## Available data
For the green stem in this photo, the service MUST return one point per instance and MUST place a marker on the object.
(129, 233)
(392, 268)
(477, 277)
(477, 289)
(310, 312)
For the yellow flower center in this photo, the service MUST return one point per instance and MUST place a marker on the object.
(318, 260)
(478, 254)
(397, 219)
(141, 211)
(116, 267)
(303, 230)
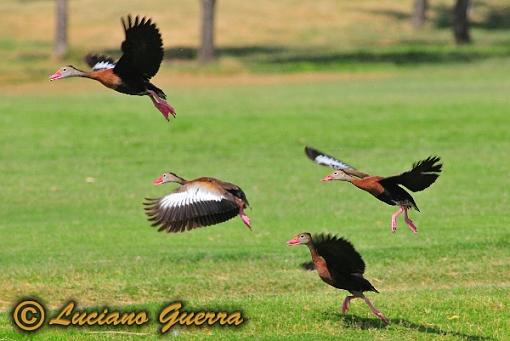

## Exercise description
Copy every item above line for line, without changes, and leave out the pictures.

## Solution to this problem
For the green stem in this photo, the service MUST return one point per instance and MUST place a marker on the object.
(129, 233)
(392, 268)
(477, 277)
(477, 289)
(310, 312)
For the yellow flower center in this photo, the service MUST return one point per instance and MUST place a marker on the object.
(318, 260)
(478, 254)
(397, 219)
(141, 211)
(116, 267)
(303, 230)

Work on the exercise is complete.